- [Estratto fornito]
════════════════════
Jane non è una donna, come diceva il volantino, è un insieme, è un gruppo di persone che si trova a combattere in un mondo maschilista che giudica secondo convinzioni ideologiche, retrograde, retoriche, uomini conservatori che non sanno e non possono capire la mentalità femminile e non sono in grado di esaminare i casi specifici che vengono sottoposti. Il film non è, chiaramente, un inno all’aborto abusivo, ma di necessità, alla pari di quelle donne che si presentano disperate perché nessuno le ascolta e le aiuta, che vivono una condizione che le strema anche dal punto di vista psicologico. È un film completamente visto dal punto di vista femminista? Sì, certo, e come altro si poteva fare, se il potere delle decisioni sul loro corpo è determinato dagli uomini? Bene fa la combattente Virginia a stare al gioco e a far finta di flirtare con il dottorucolo - che si arricchisce alle spalle delle bisognose - pur di raggiungere lo scopo di assistere le più deboli, le più sfortunate, le più bisognose d’aiuto. Machiavellicamente ingegnosa, lei piazza un piccolo sprazzo (non l’unico) di commedia in un film che sotto la forma di dramma tiene il ritmo incalzante del thriller.
════════════════════
- [Contenuto dei dati]
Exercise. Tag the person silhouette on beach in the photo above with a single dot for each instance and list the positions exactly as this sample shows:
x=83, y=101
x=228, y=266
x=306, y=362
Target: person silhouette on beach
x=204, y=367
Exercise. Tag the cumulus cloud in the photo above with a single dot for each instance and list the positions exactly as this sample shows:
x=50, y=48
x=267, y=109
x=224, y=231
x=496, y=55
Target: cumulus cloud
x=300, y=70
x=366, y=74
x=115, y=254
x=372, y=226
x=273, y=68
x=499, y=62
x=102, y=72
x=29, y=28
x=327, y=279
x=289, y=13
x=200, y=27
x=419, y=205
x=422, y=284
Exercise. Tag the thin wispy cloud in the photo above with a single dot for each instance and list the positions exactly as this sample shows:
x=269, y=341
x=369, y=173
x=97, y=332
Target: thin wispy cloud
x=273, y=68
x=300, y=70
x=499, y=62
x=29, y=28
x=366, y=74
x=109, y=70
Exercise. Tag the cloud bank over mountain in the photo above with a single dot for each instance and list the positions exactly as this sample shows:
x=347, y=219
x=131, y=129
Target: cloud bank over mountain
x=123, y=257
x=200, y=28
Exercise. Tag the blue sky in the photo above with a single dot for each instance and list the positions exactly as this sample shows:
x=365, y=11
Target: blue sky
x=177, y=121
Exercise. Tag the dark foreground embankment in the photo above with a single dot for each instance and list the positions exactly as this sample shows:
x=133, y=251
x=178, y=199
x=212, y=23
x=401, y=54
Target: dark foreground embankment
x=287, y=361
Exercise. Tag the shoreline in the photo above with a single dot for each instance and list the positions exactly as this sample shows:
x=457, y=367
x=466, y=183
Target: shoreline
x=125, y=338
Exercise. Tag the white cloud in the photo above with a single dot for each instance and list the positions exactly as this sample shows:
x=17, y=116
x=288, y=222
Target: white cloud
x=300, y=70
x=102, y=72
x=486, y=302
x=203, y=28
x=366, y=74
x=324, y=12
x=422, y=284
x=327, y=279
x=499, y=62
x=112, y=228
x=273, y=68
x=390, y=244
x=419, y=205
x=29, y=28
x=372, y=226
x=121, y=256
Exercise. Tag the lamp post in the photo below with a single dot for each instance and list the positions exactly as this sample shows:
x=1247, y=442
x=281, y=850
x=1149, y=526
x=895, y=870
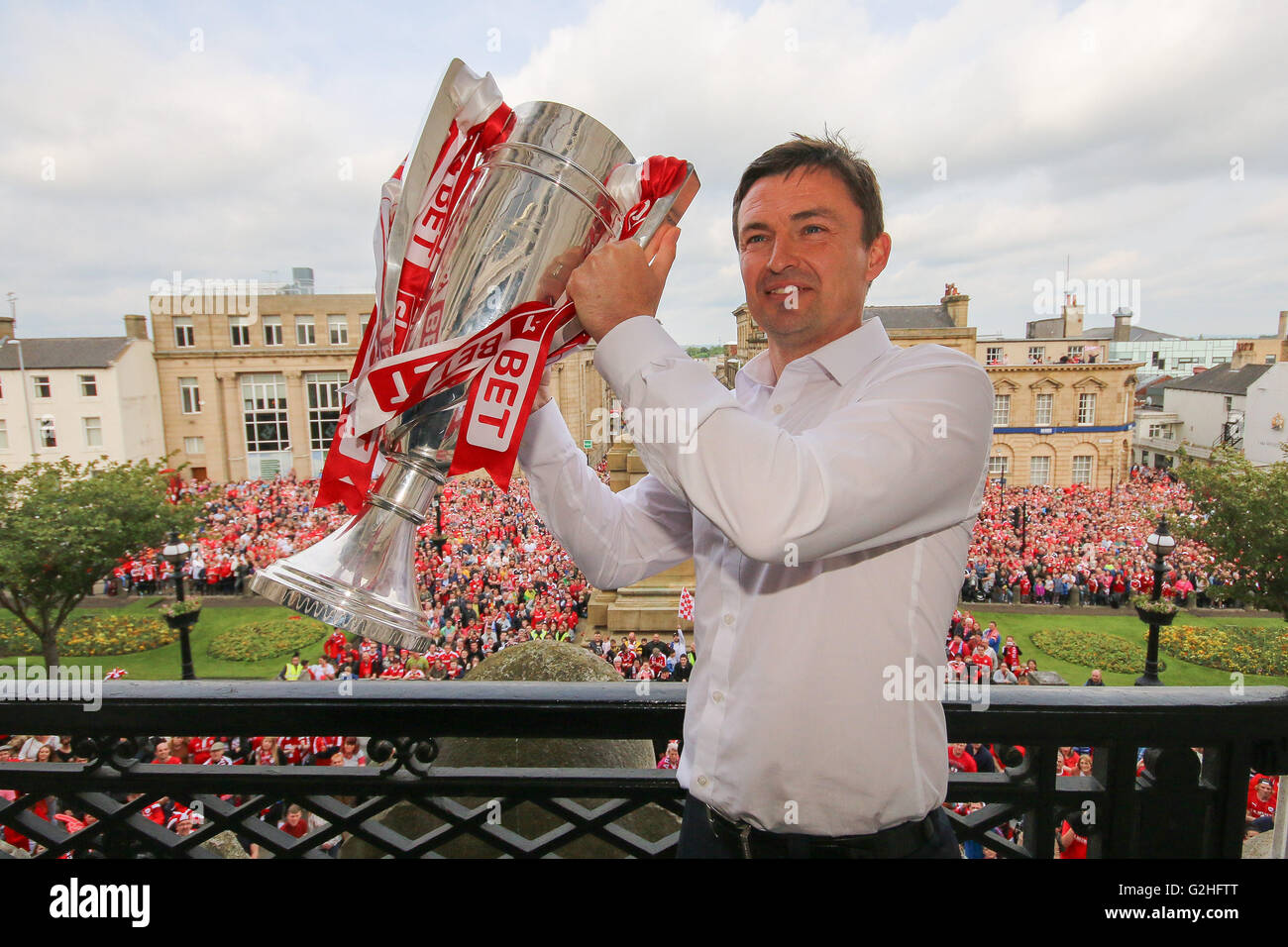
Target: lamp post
x=175, y=553
x=1162, y=543
x=26, y=394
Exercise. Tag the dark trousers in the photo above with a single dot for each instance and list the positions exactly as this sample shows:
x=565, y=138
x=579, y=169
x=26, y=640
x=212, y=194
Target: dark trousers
x=697, y=840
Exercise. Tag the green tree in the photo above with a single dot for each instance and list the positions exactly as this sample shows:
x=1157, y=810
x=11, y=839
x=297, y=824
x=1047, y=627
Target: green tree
x=1243, y=518
x=64, y=525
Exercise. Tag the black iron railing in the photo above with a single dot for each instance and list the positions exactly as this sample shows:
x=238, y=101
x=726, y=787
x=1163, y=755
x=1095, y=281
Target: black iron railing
x=1177, y=808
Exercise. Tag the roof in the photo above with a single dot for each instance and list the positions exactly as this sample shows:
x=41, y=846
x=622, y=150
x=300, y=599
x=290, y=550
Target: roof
x=64, y=354
x=910, y=316
x=1223, y=379
x=1137, y=334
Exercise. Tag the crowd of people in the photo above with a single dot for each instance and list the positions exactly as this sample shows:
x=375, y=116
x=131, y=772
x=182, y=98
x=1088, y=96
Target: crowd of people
x=1082, y=545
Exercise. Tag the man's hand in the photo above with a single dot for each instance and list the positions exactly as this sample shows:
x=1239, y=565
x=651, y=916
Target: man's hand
x=619, y=281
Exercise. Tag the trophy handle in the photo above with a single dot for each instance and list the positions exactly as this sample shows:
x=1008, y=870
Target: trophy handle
x=666, y=210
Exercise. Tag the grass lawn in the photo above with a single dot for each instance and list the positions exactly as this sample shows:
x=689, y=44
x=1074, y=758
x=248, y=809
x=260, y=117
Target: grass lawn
════════════════════
Puoi proseguire il commento al film su Jane a partire dall'ultima frase riportata?

- [Esito del compito]
Infatti, la scelta della regista è un registro a cavallo tra il dramma, come è in realtà la situazione, e la commedia, sfruttando la bravura e la adattabilità di due attrici in perfetta sintonia: Elizabeth Banks e Sigourney Weaver. E non è neppure l’unica scelta importante che Phyllis Nagy impone alla sua opera, che dà anche un taglio brillante e militante evitando però la retorica e puntando decisamente su un progetto di battaglia civile molto importante, perché abitualmente il cinema ci aveva abituati negli anni a trattare questo argomento con una rappresentazione punitiva e traumatica dell’aborto e saggiamente la regista sceglie, oltre a quella leonessa chiamata Sigourney Weaver, una co-protagonista che se la cava molto bene anche con ruoli brillanti, la bella Elizabeth Banks.

In ogni caso il film tratta un tema quanto mai attuale, date le cronache di questi tempi che vedono un ritorno di fiamma del conservatorismo in molti Paesi, Italia compresa (da noi anche politicamente “simbolizzato”). Opera che ha, per portare avanti il discorso, mescolato fatti reali e di finzione e che ha destato scalpore al Sundance prima e al Festival di Berlino dopo, dove ha raccolto anche una candidatura. Peccato solo per una certa parvenza di TV movie, particolare che non apprezzo mai.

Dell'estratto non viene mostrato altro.